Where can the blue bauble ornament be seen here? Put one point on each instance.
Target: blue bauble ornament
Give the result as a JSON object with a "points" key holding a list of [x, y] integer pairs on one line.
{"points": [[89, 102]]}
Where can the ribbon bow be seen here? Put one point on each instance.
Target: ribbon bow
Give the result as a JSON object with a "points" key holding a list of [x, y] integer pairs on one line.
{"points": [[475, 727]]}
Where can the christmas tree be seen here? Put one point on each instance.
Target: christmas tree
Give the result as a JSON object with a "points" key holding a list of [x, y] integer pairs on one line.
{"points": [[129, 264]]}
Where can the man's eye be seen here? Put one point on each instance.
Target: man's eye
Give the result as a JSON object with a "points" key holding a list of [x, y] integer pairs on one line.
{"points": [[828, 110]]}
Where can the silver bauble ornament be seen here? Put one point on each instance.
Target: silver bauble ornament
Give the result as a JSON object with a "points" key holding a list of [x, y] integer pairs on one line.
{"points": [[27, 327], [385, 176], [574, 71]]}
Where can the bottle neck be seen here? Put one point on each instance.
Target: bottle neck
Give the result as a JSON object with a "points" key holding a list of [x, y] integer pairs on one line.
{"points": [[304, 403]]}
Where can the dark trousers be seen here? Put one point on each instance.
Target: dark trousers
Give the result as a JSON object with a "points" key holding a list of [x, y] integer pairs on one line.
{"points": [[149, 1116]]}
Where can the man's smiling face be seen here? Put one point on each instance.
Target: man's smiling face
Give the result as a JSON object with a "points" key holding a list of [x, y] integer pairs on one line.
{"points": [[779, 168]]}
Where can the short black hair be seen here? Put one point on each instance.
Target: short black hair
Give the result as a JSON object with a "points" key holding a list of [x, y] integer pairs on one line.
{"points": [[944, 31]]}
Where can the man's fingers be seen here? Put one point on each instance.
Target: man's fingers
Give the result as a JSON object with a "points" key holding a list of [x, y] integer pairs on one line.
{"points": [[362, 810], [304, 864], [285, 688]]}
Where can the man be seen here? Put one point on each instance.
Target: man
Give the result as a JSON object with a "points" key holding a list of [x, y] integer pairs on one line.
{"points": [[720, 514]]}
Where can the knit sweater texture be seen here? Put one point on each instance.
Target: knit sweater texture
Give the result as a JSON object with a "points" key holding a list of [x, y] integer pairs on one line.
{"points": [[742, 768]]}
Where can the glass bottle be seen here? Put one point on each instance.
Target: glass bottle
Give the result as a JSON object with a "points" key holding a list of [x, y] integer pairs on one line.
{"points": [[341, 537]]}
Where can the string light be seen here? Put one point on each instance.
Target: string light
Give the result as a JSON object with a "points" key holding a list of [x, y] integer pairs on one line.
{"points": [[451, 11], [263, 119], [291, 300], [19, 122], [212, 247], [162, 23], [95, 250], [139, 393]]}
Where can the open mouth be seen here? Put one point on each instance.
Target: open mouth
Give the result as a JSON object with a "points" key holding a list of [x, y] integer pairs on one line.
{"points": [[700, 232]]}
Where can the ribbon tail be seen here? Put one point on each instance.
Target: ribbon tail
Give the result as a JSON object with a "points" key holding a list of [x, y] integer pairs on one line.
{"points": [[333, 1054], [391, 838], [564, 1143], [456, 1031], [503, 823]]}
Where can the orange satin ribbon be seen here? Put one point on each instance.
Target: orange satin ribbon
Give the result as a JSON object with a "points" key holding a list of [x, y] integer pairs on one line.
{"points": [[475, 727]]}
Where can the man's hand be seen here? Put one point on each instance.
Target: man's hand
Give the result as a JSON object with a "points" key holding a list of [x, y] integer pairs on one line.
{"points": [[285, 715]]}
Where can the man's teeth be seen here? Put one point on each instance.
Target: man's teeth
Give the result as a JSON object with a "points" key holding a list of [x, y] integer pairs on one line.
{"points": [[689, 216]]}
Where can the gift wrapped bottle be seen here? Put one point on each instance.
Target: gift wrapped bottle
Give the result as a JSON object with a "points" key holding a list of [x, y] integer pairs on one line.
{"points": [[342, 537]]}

_WORK ORDER_. Restate every record word for word.

_RESULT OF THE TASK_.
Where can the blue bauble ornament be seen here? Put one point on each instance.
Target: blue bauble ornament
Give the result as a JSON object with a "points" key holding a list of [x, y] integer pairs on one line.
{"points": [[89, 102]]}
Where can the ribbon bow be seen here? Put one point on each instance.
Target: ribbon bow
Give the result as a JSON object with a "points" key holding a list of [x, y] integer pairs on one line.
{"points": [[475, 727]]}
Where can the christmas tree be seen here? Put one point on each instance.
Target: christmas tree
Give the result as a JSON object with a "points" key holding a list of [x, y] integer pairs on one line.
{"points": [[129, 264]]}
Where can the man's eye be seen here? Put one point on each instance.
Target: man's eye
Give the result as a JSON object with a "points" key holding a list of [x, y] integer pairs on one line.
{"points": [[828, 110]]}
Where can the silver bauble ornament be seen here? Put one point on each instance.
Target: silver bauble ornament
Give the result as a JSON object with a "points" key holding a list of [x, y] integer pairs on one line.
{"points": [[27, 327], [385, 176], [574, 71]]}
Where can the bottle neck be seen here? Put one point on each instance.
Target: bottle neck
Give the result as a JSON object with a "points" key holding a list of [x, y] integer pairs on one line.
{"points": [[304, 403]]}
Where can the dark trousers be seen here? Put one point on each instance.
Target: dark trousers
Give the result as a JSON object with a "points" key holding a list of [x, y] integer pairs on one line.
{"points": [[149, 1116]]}
Where can the man's smiling face be seen here? Put one point on each instance.
Target: man's smiling face
Give the result as a JSON object with a "points" key holding a list of [x, y] integer pairs on one line.
{"points": [[779, 168]]}
Where can the short black hair be seen here? Put one point on each instance.
Target: short black hair
Give the result as a JSON object with a "points" key holding a list of [x, y] integer pairs on one line.
{"points": [[944, 31]]}
Where can the man's fingers be seen here? Put one point on each instance.
Target: man's fingers
Give the result as a JSON object with a "points" key holding a list of [x, y] integer pairs on one line.
{"points": [[362, 810], [304, 864], [285, 688]]}
Where can the man be seen here? Put one point on each instance.
Target: man
Give the result as a JSON object with a "points" key holding a list of [x, y] integer pairs on one line.
{"points": [[720, 514]]}
Where can the knit sweater texture be seen here? Put one point on each instance.
Target: knit sweater texture
Give the result as a JSON object with a "points" key holding a list of [x, y] integer pairs on one line.
{"points": [[742, 768]]}
Where can the glass bottle be seen here? Put one point on each instance.
Target: glass bottle
Give the result as a JSON object with a "points" key holding a list of [x, y] integer pairs on one line.
{"points": [[341, 537]]}
Where can the string light be seen here? Put one point on each instance.
Target: string light
Give the result as a JSON object with a "points" key holding a list of [x, y] integer pairs on one line.
{"points": [[451, 11], [263, 119], [291, 300], [19, 122], [212, 247], [162, 23], [95, 250], [139, 393]]}
Where can the open mouth be seen here? Put one point on each instance.
Target: open mouth
Give the result as a JSON object with a "points" key holding a list of [x, y] integer pairs on one line.
{"points": [[700, 232]]}
Where can the ribbon tail be seen here? Put one point on each instance.
Target: ribbon tail
Give the result as a JSON object with a "points" key holding a list of [x, y] integer pairs on one line.
{"points": [[333, 1054], [391, 838], [564, 1143], [456, 1031], [503, 823]]}
Where can the orange satin ribbon be seen here? Put one point on each instance.
Target: orange satin ribbon
Give the result as a JSON object with a "points" key holding a list of [x, y] integer pairs on one line.
{"points": [[475, 727]]}
Where can the man's hand be seen here? Put one point on each instance.
Target: man's hand
Give the result as a JSON object with a "points" key holding a list of [x, y] integer pairs on one line.
{"points": [[285, 715]]}
Where can the man's teeth be seen here? Put one point on each instance.
Target: man's teeth
Give the result as a JSON object with a "points" key holding a list of [x, y] integer pairs on one line.
{"points": [[689, 216]]}
Where can the gift wrapped bottle be seen here? Put one point on each instance.
Target: gift wrapped bottle
Give the result as a JSON object with a "points" key holding a list of [x, y] integer pairs on one line.
{"points": [[342, 537]]}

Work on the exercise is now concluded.